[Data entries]
====

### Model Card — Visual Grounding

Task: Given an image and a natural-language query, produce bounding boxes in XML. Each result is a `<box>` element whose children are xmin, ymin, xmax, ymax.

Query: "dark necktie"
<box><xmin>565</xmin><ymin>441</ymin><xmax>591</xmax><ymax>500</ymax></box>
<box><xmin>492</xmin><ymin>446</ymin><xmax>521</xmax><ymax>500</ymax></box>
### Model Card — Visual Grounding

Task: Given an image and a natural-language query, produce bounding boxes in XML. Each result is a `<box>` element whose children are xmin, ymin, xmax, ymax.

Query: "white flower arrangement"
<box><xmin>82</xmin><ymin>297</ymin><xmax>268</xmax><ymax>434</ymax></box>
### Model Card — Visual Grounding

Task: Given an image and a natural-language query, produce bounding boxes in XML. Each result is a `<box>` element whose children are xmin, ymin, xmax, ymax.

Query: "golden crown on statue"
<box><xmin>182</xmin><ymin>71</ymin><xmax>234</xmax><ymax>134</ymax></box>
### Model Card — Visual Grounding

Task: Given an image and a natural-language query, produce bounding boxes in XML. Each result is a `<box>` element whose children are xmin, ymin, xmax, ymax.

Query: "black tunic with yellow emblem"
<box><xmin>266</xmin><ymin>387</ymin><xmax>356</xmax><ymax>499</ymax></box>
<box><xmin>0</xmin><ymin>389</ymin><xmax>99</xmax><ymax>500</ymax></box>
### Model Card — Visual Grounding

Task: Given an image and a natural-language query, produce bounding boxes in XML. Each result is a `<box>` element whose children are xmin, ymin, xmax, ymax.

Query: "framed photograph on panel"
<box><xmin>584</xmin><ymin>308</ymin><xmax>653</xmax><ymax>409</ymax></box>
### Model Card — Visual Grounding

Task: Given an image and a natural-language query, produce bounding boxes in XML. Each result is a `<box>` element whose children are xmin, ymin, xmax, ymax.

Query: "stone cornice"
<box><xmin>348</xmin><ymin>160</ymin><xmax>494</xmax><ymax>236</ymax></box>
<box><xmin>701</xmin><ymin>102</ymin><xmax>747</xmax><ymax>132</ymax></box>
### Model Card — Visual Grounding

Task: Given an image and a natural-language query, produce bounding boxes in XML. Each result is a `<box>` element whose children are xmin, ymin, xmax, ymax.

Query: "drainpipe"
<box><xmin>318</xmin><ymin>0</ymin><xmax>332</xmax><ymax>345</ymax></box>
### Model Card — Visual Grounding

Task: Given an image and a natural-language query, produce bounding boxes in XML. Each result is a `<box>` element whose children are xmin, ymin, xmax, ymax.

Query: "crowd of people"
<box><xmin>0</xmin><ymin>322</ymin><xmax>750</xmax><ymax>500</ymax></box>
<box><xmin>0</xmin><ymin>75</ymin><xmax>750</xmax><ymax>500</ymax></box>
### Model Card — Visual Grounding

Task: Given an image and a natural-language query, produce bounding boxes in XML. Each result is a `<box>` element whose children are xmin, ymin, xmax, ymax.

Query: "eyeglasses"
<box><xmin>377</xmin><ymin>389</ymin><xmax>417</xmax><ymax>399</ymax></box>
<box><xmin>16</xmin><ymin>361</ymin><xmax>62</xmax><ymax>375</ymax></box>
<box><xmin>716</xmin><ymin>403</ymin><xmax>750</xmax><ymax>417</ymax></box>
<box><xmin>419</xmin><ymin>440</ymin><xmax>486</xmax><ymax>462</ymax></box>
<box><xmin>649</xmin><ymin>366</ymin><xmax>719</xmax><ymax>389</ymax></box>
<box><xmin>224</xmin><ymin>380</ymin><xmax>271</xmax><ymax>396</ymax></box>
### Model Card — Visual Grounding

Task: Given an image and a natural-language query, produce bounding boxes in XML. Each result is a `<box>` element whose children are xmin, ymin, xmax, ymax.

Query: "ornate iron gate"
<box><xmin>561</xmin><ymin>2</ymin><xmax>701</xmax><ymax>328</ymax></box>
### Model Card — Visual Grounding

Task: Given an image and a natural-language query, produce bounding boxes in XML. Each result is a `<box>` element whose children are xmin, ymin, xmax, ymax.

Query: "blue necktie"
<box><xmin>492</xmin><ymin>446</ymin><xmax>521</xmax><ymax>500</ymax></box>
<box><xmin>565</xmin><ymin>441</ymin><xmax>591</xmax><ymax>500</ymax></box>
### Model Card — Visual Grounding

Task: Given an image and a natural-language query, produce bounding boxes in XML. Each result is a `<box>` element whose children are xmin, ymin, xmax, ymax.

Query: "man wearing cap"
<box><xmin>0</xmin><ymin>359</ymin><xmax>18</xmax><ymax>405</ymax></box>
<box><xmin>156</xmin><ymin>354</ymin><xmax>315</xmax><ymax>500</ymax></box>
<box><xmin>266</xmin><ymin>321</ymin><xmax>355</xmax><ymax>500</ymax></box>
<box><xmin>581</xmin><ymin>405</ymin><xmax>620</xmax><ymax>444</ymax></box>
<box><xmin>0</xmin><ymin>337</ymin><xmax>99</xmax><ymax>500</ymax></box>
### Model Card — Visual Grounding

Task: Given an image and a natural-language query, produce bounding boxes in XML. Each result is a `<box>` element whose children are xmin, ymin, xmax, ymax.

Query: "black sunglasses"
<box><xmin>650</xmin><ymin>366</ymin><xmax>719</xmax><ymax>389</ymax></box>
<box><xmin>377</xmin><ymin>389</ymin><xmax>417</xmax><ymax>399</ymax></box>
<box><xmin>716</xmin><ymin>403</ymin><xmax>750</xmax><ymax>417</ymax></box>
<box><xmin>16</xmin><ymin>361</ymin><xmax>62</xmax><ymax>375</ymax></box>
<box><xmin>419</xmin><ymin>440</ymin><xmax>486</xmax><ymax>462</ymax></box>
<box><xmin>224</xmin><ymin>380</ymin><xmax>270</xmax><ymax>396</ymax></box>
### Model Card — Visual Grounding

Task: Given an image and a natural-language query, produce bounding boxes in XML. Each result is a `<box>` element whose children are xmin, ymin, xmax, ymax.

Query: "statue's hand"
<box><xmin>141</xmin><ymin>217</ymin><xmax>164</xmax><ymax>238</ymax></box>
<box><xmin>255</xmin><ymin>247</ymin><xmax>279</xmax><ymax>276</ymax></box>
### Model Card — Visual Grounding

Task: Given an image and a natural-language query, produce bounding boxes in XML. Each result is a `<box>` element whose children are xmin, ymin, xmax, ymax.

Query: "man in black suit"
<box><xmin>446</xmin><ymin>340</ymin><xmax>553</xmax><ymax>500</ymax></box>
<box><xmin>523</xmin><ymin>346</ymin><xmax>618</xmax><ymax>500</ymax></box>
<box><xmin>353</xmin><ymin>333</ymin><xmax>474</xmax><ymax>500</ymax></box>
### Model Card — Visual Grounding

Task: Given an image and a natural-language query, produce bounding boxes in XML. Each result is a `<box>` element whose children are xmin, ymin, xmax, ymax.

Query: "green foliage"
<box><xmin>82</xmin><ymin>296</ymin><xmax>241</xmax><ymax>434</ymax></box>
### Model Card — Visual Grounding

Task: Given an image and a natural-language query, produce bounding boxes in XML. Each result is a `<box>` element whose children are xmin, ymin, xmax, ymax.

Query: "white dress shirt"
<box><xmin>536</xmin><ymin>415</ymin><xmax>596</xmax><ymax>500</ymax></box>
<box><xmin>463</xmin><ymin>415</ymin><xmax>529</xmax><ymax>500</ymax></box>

====

To do: Collect every line of the records that contains the word "white" and list those lines.

The solution:
Query: "white flower arrangement"
Query: "white dress shirt"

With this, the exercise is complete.